▶ Exercise objective:
Return every line of the listing below that contains the string "blue", and leave out all other lines.

▶ Records provided:
+ + + +

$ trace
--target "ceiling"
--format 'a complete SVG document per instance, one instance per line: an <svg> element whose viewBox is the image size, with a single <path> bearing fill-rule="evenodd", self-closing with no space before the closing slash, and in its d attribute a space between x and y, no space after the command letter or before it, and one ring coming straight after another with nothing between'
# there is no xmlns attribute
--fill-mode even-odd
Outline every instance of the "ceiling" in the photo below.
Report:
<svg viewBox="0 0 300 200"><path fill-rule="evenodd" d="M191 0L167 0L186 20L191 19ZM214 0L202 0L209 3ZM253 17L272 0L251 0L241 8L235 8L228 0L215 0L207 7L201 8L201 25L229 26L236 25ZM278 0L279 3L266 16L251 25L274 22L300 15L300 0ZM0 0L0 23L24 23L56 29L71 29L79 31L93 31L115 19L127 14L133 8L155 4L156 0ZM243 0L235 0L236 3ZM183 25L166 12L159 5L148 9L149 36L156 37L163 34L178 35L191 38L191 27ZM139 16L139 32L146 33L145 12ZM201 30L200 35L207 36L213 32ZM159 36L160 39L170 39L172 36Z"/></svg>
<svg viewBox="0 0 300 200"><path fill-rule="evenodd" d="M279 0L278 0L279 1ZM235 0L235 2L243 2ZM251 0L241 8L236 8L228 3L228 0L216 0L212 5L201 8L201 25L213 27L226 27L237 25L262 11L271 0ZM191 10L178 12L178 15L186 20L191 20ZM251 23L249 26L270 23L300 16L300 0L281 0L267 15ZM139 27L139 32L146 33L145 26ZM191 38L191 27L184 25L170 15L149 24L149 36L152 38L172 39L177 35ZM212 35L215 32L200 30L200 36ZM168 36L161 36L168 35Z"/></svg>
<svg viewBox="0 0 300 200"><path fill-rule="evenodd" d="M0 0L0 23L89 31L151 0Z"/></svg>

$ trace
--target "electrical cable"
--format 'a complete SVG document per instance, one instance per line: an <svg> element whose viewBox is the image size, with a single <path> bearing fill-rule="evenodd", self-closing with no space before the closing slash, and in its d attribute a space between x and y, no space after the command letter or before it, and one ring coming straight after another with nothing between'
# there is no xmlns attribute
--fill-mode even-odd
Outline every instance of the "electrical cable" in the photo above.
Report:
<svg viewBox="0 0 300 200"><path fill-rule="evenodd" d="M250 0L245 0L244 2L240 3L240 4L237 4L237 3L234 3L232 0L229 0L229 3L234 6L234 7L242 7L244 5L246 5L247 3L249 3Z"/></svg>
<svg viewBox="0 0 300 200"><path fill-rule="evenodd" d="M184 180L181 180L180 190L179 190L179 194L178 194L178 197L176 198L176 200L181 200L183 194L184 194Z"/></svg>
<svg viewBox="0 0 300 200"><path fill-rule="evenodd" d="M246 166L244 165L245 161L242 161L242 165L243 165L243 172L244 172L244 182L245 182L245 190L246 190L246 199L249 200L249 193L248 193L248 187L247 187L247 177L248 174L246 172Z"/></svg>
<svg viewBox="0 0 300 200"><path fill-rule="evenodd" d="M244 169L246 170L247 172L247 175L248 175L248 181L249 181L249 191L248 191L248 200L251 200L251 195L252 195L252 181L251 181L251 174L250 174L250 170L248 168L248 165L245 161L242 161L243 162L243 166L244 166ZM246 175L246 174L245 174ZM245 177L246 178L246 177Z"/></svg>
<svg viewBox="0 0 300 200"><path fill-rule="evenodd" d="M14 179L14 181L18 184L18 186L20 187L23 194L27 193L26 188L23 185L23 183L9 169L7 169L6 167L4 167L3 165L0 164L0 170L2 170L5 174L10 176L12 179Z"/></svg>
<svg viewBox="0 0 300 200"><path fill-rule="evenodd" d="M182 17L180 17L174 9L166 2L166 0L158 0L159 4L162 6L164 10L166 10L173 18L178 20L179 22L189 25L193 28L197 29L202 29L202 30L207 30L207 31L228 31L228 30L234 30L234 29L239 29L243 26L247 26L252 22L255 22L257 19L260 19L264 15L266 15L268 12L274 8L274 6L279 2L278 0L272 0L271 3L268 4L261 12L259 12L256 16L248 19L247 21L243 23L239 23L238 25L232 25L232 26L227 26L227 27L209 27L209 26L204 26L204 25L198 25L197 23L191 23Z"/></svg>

+ + + +

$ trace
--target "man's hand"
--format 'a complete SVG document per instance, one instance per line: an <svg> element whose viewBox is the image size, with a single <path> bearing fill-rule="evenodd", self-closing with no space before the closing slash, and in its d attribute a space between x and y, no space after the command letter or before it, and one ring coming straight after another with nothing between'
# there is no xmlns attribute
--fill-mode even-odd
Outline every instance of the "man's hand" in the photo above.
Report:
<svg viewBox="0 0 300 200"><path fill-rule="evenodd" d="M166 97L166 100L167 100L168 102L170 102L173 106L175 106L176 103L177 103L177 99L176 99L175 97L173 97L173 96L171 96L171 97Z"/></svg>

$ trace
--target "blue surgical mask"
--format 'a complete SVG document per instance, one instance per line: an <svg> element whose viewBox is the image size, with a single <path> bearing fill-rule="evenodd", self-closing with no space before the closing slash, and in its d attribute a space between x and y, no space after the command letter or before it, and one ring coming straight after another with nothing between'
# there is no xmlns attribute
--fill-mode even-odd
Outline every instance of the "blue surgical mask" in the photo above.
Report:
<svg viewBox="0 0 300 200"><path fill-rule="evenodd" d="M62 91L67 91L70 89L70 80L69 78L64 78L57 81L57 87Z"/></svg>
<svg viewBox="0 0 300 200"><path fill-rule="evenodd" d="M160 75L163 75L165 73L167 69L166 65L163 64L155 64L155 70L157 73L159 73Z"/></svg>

+ + + +

▶ Final answer:
--target "blue surgical mask"
Outline every instance of the "blue surgical mask" in the photo above.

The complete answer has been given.